Lonski has lots of company. In addition to the Blue Chip consensus coming in at half of what the BEA reported, the Atlanta Federal Reserve’s “nowcast” of the economy, which estimated first-quarter growth at just 0.3 percent in early March, tried to play catchup ball as new numbers started coming in. Nevertheless, the Atlanta Fed’s GDPNow estimate for the first quarter of 2019 still missed the mark, coming in at 2.7 percent.
The future looks equally rosy, and equally likely to continue to embarrass those worthies whose job it is to sit in front of their computer screens and pontificate about the future of the U.S. economy. First, the first quarter is historically the weakest quarter of the year. Secondly, the strong growth in inventories in the first quarter bodes well as businesses are expecting the demand for their products to continue well into the future. Thirdly, durable goods orders — for products with a life span of at least three years — jumped to record levels in March. In addition, the BEA reported that much of the growth in the first quarter was fired by an increase in exports, which helped close the trade gap that many worry about. Retail sales also grew nicely in March, along with real (after-tax) wages.

§ Rows:
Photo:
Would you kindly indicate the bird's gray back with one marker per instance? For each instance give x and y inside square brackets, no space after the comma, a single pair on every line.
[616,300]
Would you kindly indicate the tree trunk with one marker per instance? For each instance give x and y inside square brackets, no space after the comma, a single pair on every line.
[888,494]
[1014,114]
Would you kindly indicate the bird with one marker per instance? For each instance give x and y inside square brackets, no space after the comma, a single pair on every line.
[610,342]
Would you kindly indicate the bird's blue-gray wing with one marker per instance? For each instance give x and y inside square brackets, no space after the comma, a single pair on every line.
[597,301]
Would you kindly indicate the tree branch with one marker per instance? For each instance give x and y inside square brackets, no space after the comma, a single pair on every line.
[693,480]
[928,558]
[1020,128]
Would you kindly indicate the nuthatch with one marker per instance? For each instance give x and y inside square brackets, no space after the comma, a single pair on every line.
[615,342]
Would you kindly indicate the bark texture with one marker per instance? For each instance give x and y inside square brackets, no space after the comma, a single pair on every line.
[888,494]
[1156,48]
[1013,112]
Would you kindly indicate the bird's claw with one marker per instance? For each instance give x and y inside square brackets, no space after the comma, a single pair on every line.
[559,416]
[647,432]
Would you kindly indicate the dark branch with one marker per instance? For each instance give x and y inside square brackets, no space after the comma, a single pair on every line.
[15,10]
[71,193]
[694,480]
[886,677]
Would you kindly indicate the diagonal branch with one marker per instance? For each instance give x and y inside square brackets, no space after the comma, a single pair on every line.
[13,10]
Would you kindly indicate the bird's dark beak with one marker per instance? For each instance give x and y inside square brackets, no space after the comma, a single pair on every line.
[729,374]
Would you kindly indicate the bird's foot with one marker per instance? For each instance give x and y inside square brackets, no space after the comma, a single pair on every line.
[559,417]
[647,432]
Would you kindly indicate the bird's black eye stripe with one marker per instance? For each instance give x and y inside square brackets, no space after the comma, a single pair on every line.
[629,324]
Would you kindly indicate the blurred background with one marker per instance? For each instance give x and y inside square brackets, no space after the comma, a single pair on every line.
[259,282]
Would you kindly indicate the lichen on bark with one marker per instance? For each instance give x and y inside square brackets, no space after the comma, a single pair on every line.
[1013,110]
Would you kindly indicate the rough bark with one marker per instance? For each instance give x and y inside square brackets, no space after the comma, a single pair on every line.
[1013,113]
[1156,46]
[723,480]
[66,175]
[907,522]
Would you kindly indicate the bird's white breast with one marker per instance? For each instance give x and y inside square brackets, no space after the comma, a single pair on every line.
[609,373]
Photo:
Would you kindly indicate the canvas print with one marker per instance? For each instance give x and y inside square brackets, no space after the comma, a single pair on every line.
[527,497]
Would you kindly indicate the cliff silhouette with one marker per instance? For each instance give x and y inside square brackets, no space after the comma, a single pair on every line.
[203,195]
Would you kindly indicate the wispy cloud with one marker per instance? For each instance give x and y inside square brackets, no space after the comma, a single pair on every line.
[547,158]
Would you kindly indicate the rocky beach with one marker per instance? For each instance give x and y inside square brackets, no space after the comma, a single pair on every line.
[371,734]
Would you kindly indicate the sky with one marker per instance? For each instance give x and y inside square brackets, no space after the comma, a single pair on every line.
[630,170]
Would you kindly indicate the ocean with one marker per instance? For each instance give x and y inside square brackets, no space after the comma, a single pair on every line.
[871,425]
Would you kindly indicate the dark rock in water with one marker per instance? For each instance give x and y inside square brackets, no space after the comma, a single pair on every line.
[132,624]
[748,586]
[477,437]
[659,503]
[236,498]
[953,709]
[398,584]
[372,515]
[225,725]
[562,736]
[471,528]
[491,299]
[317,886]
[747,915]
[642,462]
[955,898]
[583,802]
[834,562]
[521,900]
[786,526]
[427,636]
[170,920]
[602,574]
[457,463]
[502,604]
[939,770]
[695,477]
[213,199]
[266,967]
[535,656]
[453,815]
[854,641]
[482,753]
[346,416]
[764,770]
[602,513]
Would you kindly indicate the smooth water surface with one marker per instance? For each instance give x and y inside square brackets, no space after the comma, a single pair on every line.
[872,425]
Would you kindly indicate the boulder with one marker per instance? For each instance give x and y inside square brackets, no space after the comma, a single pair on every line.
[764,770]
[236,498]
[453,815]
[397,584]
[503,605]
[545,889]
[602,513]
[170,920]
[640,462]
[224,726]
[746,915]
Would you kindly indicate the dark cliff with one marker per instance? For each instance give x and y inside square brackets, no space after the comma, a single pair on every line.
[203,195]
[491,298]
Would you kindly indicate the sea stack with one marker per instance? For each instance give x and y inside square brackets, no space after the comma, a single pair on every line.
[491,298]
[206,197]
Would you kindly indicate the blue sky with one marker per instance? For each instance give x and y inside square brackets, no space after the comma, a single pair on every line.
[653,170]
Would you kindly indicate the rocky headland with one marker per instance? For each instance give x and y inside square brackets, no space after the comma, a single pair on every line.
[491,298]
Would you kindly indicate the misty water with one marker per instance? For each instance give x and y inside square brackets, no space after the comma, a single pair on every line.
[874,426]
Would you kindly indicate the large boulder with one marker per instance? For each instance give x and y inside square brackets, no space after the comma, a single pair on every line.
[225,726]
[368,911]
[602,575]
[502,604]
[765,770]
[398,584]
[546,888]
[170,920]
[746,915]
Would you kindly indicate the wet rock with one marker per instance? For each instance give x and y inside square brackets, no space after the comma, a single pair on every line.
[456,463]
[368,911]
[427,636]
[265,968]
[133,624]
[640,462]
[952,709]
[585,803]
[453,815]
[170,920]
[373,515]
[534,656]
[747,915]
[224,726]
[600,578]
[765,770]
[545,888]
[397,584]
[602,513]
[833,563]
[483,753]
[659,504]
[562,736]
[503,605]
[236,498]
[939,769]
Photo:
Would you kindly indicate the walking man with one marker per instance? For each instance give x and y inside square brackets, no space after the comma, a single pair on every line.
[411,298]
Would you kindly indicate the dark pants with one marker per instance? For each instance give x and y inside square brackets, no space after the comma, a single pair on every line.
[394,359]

§ Instruction A:
Answer these from the text on U.S. economic growth:
(i) What first-quarter growth did the Atlanta Federal Reserve's "nowcast" estimate in early March?
(ii) What figure did the Atlanta Fed's GDPNow estimate for the first quarter of 2019 finally come in at?
(iii) What minimum life span does the text give for durable goods?
§ Instruction B: Extend the text on U.S. economic growth with a few sentences that pick up after its last line.
The records have no connection to the text on U.S. economic growth.

§ Exercise response A:
(i) 0.3 percent
(ii) 2.7 percent
(iii) At least three years

§ Exercise response B:
The consumer, responsible for much of GDP, is happy. According to the University of Michigan, consumer sentiment remains at record levels, while consumer long-term financial outlook has reached its highest level since 2004 — 15 years ago.
As the economic expansion enters its 10th year — also a record — the economists tracking its rebound are still lagging behind. Just as the economy appears to be getting its second wind, economic forecasters are huffing and puffing just trying to keep up.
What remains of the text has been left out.